*What is expected:*
Copy all of the material exactly. Pictures are not to appear in the copy.

---------------

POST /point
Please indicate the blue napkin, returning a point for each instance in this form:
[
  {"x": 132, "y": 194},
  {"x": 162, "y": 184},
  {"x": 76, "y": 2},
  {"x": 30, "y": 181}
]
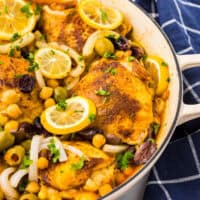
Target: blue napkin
[{"x": 176, "y": 176}]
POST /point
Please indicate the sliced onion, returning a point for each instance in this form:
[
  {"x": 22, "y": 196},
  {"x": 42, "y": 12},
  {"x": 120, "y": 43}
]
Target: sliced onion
[
  {"x": 40, "y": 79},
  {"x": 80, "y": 68},
  {"x": 34, "y": 151},
  {"x": 71, "y": 82},
  {"x": 114, "y": 148},
  {"x": 8, "y": 190},
  {"x": 88, "y": 48},
  {"x": 21, "y": 42},
  {"x": 17, "y": 176}
]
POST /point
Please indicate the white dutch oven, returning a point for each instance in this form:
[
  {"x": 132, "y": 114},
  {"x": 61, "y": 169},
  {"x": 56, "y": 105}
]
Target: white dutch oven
[{"x": 155, "y": 42}]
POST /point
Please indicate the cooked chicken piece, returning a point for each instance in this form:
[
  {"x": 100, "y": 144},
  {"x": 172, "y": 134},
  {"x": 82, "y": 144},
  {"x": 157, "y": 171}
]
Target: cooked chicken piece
[
  {"x": 124, "y": 108},
  {"x": 28, "y": 103},
  {"x": 65, "y": 176}
]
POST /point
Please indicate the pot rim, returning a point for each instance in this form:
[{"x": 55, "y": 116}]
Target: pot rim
[{"x": 174, "y": 123}]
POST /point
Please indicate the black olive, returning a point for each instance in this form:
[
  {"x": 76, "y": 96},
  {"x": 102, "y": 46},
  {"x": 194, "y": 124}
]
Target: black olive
[
  {"x": 137, "y": 52},
  {"x": 26, "y": 83},
  {"x": 113, "y": 139},
  {"x": 144, "y": 153},
  {"x": 88, "y": 134},
  {"x": 120, "y": 43}
]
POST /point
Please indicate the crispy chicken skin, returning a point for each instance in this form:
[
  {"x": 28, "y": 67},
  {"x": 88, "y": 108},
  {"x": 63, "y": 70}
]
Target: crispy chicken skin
[
  {"x": 62, "y": 176},
  {"x": 29, "y": 103},
  {"x": 127, "y": 111}
]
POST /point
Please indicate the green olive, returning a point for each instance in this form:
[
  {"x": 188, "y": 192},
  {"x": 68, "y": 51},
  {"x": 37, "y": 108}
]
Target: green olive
[
  {"x": 103, "y": 45},
  {"x": 28, "y": 197},
  {"x": 26, "y": 144},
  {"x": 14, "y": 155},
  {"x": 60, "y": 93},
  {"x": 6, "y": 140}
]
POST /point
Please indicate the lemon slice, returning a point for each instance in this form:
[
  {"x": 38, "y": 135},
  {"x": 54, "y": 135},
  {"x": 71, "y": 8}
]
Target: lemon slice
[
  {"x": 78, "y": 114},
  {"x": 159, "y": 70},
  {"x": 99, "y": 16},
  {"x": 16, "y": 16},
  {"x": 53, "y": 63}
]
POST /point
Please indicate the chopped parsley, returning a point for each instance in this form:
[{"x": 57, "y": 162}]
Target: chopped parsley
[
  {"x": 123, "y": 159},
  {"x": 111, "y": 70},
  {"x": 38, "y": 10},
  {"x": 164, "y": 64},
  {"x": 155, "y": 127},
  {"x": 131, "y": 58},
  {"x": 92, "y": 117},
  {"x": 104, "y": 15},
  {"x": 62, "y": 105},
  {"x": 26, "y": 162},
  {"x": 110, "y": 55},
  {"x": 15, "y": 37},
  {"x": 54, "y": 151},
  {"x": 79, "y": 165},
  {"x": 102, "y": 92},
  {"x": 33, "y": 67},
  {"x": 26, "y": 9}
]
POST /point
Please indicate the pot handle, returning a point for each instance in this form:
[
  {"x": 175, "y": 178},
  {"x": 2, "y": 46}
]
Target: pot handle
[{"x": 189, "y": 112}]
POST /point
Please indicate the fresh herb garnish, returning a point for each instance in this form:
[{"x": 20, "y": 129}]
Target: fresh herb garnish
[
  {"x": 15, "y": 37},
  {"x": 26, "y": 162},
  {"x": 110, "y": 55},
  {"x": 62, "y": 105},
  {"x": 131, "y": 58},
  {"x": 123, "y": 159},
  {"x": 111, "y": 70},
  {"x": 54, "y": 151},
  {"x": 164, "y": 64},
  {"x": 104, "y": 15},
  {"x": 155, "y": 127},
  {"x": 38, "y": 10},
  {"x": 102, "y": 92},
  {"x": 92, "y": 117},
  {"x": 33, "y": 67},
  {"x": 79, "y": 165},
  {"x": 26, "y": 9}
]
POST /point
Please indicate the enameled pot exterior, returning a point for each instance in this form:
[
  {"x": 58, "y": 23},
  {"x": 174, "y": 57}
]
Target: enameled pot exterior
[{"x": 148, "y": 33}]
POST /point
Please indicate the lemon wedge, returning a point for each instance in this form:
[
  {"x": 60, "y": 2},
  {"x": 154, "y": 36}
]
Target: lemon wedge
[
  {"x": 99, "y": 16},
  {"x": 159, "y": 70},
  {"x": 79, "y": 112},
  {"x": 16, "y": 16},
  {"x": 53, "y": 63}
]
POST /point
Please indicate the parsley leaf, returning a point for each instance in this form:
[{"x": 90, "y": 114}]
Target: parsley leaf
[
  {"x": 111, "y": 70},
  {"x": 102, "y": 92},
  {"x": 110, "y": 55},
  {"x": 92, "y": 117},
  {"x": 26, "y": 9},
  {"x": 26, "y": 162},
  {"x": 62, "y": 105},
  {"x": 123, "y": 159},
  {"x": 15, "y": 37},
  {"x": 54, "y": 151},
  {"x": 79, "y": 165}
]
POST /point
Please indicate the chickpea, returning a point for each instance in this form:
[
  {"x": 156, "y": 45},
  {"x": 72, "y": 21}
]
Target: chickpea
[
  {"x": 49, "y": 102},
  {"x": 98, "y": 140},
  {"x": 10, "y": 97},
  {"x": 103, "y": 45},
  {"x": 42, "y": 163},
  {"x": 105, "y": 189},
  {"x": 13, "y": 111},
  {"x": 52, "y": 83},
  {"x": 33, "y": 187},
  {"x": 46, "y": 93},
  {"x": 11, "y": 126},
  {"x": 3, "y": 119}
]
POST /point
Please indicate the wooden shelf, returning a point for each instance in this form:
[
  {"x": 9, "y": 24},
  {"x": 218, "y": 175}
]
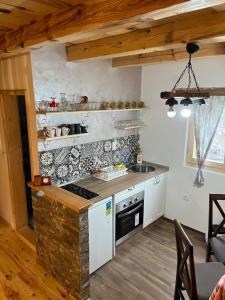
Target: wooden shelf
[
  {"x": 87, "y": 111},
  {"x": 130, "y": 127},
  {"x": 45, "y": 139}
]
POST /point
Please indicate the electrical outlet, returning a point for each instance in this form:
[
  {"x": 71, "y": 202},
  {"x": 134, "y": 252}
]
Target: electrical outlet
[{"x": 186, "y": 198}]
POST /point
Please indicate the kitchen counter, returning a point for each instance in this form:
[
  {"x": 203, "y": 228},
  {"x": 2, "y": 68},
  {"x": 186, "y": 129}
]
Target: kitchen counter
[
  {"x": 61, "y": 227},
  {"x": 108, "y": 188},
  {"x": 74, "y": 202},
  {"x": 104, "y": 189}
]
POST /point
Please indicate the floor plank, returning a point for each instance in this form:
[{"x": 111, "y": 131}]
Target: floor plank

---------------

*Result:*
POST /point
Please indicate the blue napkin, returning a point for each instance in this form:
[
  {"x": 132, "y": 194},
  {"x": 162, "y": 184},
  {"x": 76, "y": 2},
  {"x": 30, "y": 181}
]
Target: blue napkin
[{"x": 176, "y": 176}]
POST /point
Please indicate the sliced onion, returning a point for each instance in this form:
[
  {"x": 22, "y": 196},
  {"x": 42, "y": 12},
  {"x": 120, "y": 43}
]
Target: sliced onion
[
  {"x": 40, "y": 79},
  {"x": 80, "y": 68},
  {"x": 34, "y": 151},
  {"x": 71, "y": 82},
  {"x": 114, "y": 148},
  {"x": 8, "y": 190},
  {"x": 88, "y": 48},
  {"x": 21, "y": 42},
  {"x": 17, "y": 176}
]
POST /point
Please indicate the white dutch oven, returning a point for each instance in this form:
[
  {"x": 132, "y": 114},
  {"x": 61, "y": 169},
  {"x": 56, "y": 105}
]
Target: white dutch oven
[{"x": 155, "y": 42}]
POST /point
Please indicate the cooked chicken piece, returning a point for each instance in this form:
[
  {"x": 100, "y": 144},
  {"x": 172, "y": 134},
  {"x": 82, "y": 144},
  {"x": 157, "y": 171}
]
Target: cooked chicken piece
[
  {"x": 124, "y": 108},
  {"x": 28, "y": 103},
  {"x": 65, "y": 176}
]
POST /point
Please indicate the pot rim, returning a point for each instance in this form:
[{"x": 55, "y": 116}]
Target: pot rim
[{"x": 174, "y": 123}]
POST /point
Please indicate the black olive, returning a point for each instance in this form:
[
  {"x": 76, "y": 96},
  {"x": 102, "y": 46},
  {"x": 194, "y": 124}
]
Target: black olive
[
  {"x": 137, "y": 52},
  {"x": 26, "y": 83},
  {"x": 113, "y": 139},
  {"x": 144, "y": 153},
  {"x": 88, "y": 134},
  {"x": 120, "y": 43}
]
POST /point
Please indicate the crispy chicken skin, returning a point for each instance in this form:
[
  {"x": 28, "y": 67},
  {"x": 88, "y": 108},
  {"x": 63, "y": 70}
]
Target: crispy chicken skin
[
  {"x": 62, "y": 176},
  {"x": 29, "y": 103},
  {"x": 127, "y": 111}
]
POST /point
Please indicate the green olive, returning a point for each instance in this form:
[
  {"x": 188, "y": 192},
  {"x": 68, "y": 51},
  {"x": 37, "y": 108}
]
Target: green olive
[
  {"x": 103, "y": 45},
  {"x": 28, "y": 197},
  {"x": 26, "y": 144},
  {"x": 14, "y": 155},
  {"x": 60, "y": 93},
  {"x": 6, "y": 140}
]
POST /point
Please indicate the lemon slice, returning a point for each instance in this form:
[
  {"x": 38, "y": 135},
  {"x": 54, "y": 135},
  {"x": 71, "y": 8}
]
Target: lemon slice
[
  {"x": 78, "y": 114},
  {"x": 159, "y": 70},
  {"x": 99, "y": 16},
  {"x": 16, "y": 16},
  {"x": 53, "y": 63}
]
POST /point
Please indicate the chopped parsley, returning a point for each instance in this form:
[{"x": 57, "y": 162}]
Target: chopped parsley
[
  {"x": 123, "y": 159},
  {"x": 111, "y": 70},
  {"x": 38, "y": 10},
  {"x": 164, "y": 64},
  {"x": 155, "y": 127},
  {"x": 131, "y": 58},
  {"x": 92, "y": 117},
  {"x": 104, "y": 15},
  {"x": 62, "y": 105},
  {"x": 26, "y": 162},
  {"x": 110, "y": 55},
  {"x": 15, "y": 37},
  {"x": 54, "y": 151},
  {"x": 79, "y": 165},
  {"x": 102, "y": 92},
  {"x": 33, "y": 67},
  {"x": 26, "y": 9}
]
POST /point
Please indicate the pot handle, returning a point for each instance in this form:
[
  {"x": 175, "y": 178},
  {"x": 2, "y": 46}
]
Target: pot handle
[{"x": 189, "y": 112}]
POST /point
Please indicate the fresh herb garnish, returning a point for each instance in this form:
[{"x": 20, "y": 129}]
Target: fresh herb garnish
[
  {"x": 15, "y": 37},
  {"x": 26, "y": 162},
  {"x": 110, "y": 55},
  {"x": 62, "y": 105},
  {"x": 131, "y": 58},
  {"x": 123, "y": 159},
  {"x": 111, "y": 70},
  {"x": 54, "y": 151},
  {"x": 164, "y": 64},
  {"x": 104, "y": 15},
  {"x": 155, "y": 127},
  {"x": 38, "y": 10},
  {"x": 102, "y": 92},
  {"x": 92, "y": 117},
  {"x": 33, "y": 67},
  {"x": 79, "y": 165},
  {"x": 26, "y": 9}
]
POST /point
Please indicate the enameled pot exterior, returning a point for each instance in this form:
[
  {"x": 58, "y": 23},
  {"x": 174, "y": 57}
]
Target: enameled pot exterior
[{"x": 148, "y": 33}]
POST /point
Please indicate the lemon wedge, returning a point for each instance in this form:
[
  {"x": 60, "y": 2},
  {"x": 154, "y": 36}
]
Target: lemon wedge
[
  {"x": 99, "y": 16},
  {"x": 159, "y": 70},
  {"x": 79, "y": 112},
  {"x": 16, "y": 16},
  {"x": 53, "y": 63}
]
POST /point
Please indicate the parsley leaf, returning a point for each instance in this form:
[{"x": 90, "y": 114}]
Target: parsley leaf
[
  {"x": 111, "y": 70},
  {"x": 102, "y": 92},
  {"x": 110, "y": 55},
  {"x": 92, "y": 117},
  {"x": 26, "y": 9},
  {"x": 26, "y": 162},
  {"x": 62, "y": 105},
  {"x": 123, "y": 159},
  {"x": 15, "y": 37},
  {"x": 54, "y": 151},
  {"x": 79, "y": 165}
]
POST /point
Please indicate the chickpea, returning a point for each instance in this form:
[
  {"x": 156, "y": 45},
  {"x": 72, "y": 21}
]
Target: chickpea
[
  {"x": 49, "y": 102},
  {"x": 98, "y": 140},
  {"x": 10, "y": 97},
  {"x": 103, "y": 45},
  {"x": 42, "y": 163},
  {"x": 105, "y": 189},
  {"x": 13, "y": 111},
  {"x": 52, "y": 83},
  {"x": 33, "y": 187},
  {"x": 46, "y": 93},
  {"x": 11, "y": 126},
  {"x": 3, "y": 119}
]
POST /point
Please indicate the wooden shelf, returning a point for each instance in this form:
[
  {"x": 9, "y": 24},
  {"x": 218, "y": 175}
]
Target: wooden shelf
[
  {"x": 87, "y": 111},
  {"x": 130, "y": 127},
  {"x": 45, "y": 139}
]
POST /point
Please indicate the electrical outlet, returning a point for each instance in this form:
[
  {"x": 71, "y": 202},
  {"x": 134, "y": 252}
]
Target: electrical outlet
[{"x": 186, "y": 198}]
POST /point
Please indicate the kitchen counter, returning a point for each instance in this form:
[
  {"x": 203, "y": 228},
  {"x": 2, "y": 68},
  {"x": 186, "y": 129}
]
Target: kitchen counter
[
  {"x": 61, "y": 227},
  {"x": 108, "y": 188},
  {"x": 74, "y": 202},
  {"x": 104, "y": 189}
]
POST /point
Please indicate the floor plank, returning a point for each instance in this form:
[{"x": 111, "y": 131}]
Target: floor plank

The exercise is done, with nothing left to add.